**Problems to work on:**
1. Rewrite the paragraph of the transfer belt passage that begins "An intermediate transfer belt 7 as an intermediate transfer member" as a shorter bulleted list that keeps its main facts.
2. Continue the transfer belt passage from the point where it stops.

**Text provided:**
Begin
An intermediate transfer belt 7 as an intermediate transfer member
constituted by an endless belt is disposed facing the respective
photosensitive members 1Y, 1M, 1C and 1K. The intermediate transfer
belt 7 is supported by a drive roller 71, a tension roller 72 and
an idler roller 73 as a plurality of stretching rollers. When the
drive roller 71 is rotationally driven, the intermediate transfer
belt 7 is caused to rotate (circulatingly move) in the direction
(counterclockwise) indicated by the arrow R2 in FIG. 1. The
respective primary transfer rollers 5 that are roller-type primary
transfer members as primary transfer units are disposed on an inner
circumferential surface side of the intermediate transfer belt 7 in
correspondence with the respective photosensitive members 1. Each
primary transfer roller 5 is pressed toward the corresponding
photosensitive member 1 with the intermediate transfer belt 7
interposed therebetween to thereby form a primary transfer section
(primary transfer nip) T1 at which the photosensitive member 1 and
the intermediate transfer belt 7 come in contact. As described
above, at the primary transfer section T1, the toner image formed
on the photosensitive member 1 is subjected to a primary transfer
onto the intermediate transfer belt 7 as a rotating transferred
member by means of an electrostatic force and a pressure that are
applied by the primary transfer roller 5. At the time of the
primary transfer process, a primary transfer voltage that is a
direct-current voltage having a reverse polarity (in the present
embodiment, a positive polarity) to the normal charge polarity of
the toner is applied to the primary transfer roller 5 from a
primary transfer power supply (high-voltage power supply circuit)
E1 as an application unit. For example, when forming a full-color
image, toner images of the respective colors of yellow, magenta,
cyan and black that are formed on the respective photosensitive
members 1 are transferred sequentially so as to be superposed on
each other on the intermediate transfer belt 7.
On the outer circumferential surface side of the intermediate
transfer belt 7, a secondary transfer roller 8 that is a
roller-type secondary transfer member as a secondary transfer unit
is disposed at a position facing the drive roller 71 that also
serves as a secondary transfer opposing roller. The secondary
transfer roller 8 is pressed toward the drive roller 71 with the
intermediate transfer belt 7 interposed therebetween to form a
secondary transfer section (secondary transfer nip) T2 where the
intermediate transfer belt 7 and the secondary transfer roller 8
come in contact with each other. The toner image that is formed on
the intermediate transfer belt 7 as described above is subjected to
a secondary transfer at the secondary transfer section T2 onto a
transfer material S that is pinched and conveyed between the
intermediate transfer belt 7 and the secondary transfer roller 8,
by means of an electrostatic force and a pressure that are applied
by the secondary transfer roller 8. At the time of the secondary
transfer process, a secondary transfer voltage that is a
direct-current voltage having a reverse polarity (in the present
embodiment, a positive polarity) to the normal charge polarity of
the toner is applied to the secondary transfer roller 8 from a
secondary transfer power supply (high-voltage power supply circuit)
End
**Provided data:**
Begin
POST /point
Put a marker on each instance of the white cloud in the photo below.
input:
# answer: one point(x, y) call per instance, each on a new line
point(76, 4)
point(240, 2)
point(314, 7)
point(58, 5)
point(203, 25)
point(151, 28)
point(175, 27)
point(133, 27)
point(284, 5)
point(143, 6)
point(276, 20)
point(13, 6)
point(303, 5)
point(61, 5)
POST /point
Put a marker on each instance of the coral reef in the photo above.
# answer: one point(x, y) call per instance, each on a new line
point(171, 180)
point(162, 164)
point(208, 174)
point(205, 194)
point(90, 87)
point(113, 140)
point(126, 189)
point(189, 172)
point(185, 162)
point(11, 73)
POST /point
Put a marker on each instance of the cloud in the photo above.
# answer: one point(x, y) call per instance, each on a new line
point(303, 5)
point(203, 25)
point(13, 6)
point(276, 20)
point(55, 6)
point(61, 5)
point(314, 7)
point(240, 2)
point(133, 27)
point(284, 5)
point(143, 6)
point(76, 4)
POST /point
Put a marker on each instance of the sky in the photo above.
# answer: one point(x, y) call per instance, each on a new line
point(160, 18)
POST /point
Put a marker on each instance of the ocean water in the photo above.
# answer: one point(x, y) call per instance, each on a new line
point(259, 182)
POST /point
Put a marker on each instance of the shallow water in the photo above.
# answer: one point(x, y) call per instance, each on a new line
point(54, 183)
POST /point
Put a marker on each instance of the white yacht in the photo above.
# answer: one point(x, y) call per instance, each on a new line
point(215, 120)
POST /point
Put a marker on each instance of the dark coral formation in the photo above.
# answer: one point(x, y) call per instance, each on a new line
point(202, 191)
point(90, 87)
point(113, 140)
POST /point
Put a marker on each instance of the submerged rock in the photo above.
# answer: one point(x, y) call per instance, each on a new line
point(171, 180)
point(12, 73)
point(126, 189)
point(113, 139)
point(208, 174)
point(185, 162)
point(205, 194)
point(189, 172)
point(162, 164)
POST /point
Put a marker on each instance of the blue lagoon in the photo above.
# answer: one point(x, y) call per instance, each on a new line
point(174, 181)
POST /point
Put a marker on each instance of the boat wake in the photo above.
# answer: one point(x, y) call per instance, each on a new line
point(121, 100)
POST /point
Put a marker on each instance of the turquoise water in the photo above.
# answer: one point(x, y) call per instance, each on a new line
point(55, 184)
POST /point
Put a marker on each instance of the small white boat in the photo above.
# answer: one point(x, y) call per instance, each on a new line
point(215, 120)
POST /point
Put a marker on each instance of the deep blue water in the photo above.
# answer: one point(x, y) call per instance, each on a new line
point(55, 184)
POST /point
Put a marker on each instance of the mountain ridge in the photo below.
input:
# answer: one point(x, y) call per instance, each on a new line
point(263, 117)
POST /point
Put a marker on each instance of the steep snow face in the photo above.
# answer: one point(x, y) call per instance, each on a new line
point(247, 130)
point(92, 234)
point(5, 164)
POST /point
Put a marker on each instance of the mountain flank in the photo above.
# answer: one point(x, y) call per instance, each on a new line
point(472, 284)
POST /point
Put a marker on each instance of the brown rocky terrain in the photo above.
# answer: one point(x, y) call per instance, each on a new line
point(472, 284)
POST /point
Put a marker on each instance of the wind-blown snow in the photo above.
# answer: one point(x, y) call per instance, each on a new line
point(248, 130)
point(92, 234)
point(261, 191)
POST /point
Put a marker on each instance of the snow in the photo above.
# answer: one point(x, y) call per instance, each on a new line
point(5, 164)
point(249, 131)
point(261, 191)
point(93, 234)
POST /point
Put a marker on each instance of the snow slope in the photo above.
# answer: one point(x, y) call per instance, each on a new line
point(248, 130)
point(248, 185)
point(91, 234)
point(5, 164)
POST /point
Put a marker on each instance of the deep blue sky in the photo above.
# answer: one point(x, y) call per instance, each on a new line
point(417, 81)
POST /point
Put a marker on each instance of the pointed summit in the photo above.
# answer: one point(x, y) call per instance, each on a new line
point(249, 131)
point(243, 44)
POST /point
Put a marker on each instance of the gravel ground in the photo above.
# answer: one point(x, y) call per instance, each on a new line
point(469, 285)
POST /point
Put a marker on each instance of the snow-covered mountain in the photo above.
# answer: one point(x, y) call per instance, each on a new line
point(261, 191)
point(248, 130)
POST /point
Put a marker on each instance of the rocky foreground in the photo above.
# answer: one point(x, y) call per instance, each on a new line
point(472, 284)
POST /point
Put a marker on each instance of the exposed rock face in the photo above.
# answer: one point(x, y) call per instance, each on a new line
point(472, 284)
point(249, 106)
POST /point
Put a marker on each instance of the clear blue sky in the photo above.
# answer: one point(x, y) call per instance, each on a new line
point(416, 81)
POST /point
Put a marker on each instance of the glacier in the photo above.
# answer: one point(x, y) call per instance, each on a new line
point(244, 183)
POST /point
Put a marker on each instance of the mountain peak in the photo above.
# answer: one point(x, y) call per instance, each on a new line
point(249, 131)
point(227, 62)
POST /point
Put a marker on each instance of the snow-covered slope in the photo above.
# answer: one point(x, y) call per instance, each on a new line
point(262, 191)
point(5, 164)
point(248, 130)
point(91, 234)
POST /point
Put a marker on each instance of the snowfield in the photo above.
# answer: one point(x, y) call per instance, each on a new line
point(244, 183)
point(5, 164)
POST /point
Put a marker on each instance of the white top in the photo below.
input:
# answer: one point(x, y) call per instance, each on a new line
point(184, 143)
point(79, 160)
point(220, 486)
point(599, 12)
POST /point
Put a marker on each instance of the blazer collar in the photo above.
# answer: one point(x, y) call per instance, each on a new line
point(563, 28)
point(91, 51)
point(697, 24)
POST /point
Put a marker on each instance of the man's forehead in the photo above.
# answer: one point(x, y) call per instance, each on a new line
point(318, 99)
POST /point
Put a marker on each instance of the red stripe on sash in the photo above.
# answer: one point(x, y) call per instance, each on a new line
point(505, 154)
End
**Answers for this exercise:**
1.
- Intermediate transfer belt 7 is an endless belt that faces photosensitive members 1Y, 1M, 1C and 1K.
- It is stretched over drive roller 71, tension roller 72 and idler roller 73. When drive roller 71 turns, the belt rotates counterclockwise (arrow R2 in FIG. 1).
- Primary transfer rollers 5 sit on the inner surface of the belt, one for each photosensitive member 1.
- Each roller 5 presses toward its photosensitive member through the belt. This forms primary transfer nip T1, where the member and the belt make contact.
- At T1, the toner image moves from the photosensitive member to the belt through electrostatic force and pressure from roller 5.
- During primary transfer, power supply E1 applies a DC voltage to roller 5. Its polarity is opposite to the toner's normal charge polarity (positive in this embodiment).
- For a full-color image, the yellow, magenta, cyan and black toner images are transferred one after another and superposed on the belt.

2.
E2. The transfer material (recording material, recording medium,
sheet) S such as paper is loaded in a transfer material cassette 11
and is fed by a pick-up roller 12 or the like and conveyed as far
as registration rollers 13. After a skew of the transfer material S
is corrected by the registration rollers 13, the transfer material
S is supplied to the secondary transfer section T2 in a manner that
matches the timing of supplying the transfer material S with the
timing of the toner image on the intermediate transfer belt 7.
The transfer material S onto which the toner image was transferred
is conveyed to a fixing device 9 as a fixing unit. At the fixing
device 9, the toner image is fixed (fused and fixed) to the surface
of the transfer material S by being heated and pressurized by the
fixing device 9. Thereafter, the transfer material S is discharged
(output) to outside of an apparatus main body 110 of the image
forming apparatus 100.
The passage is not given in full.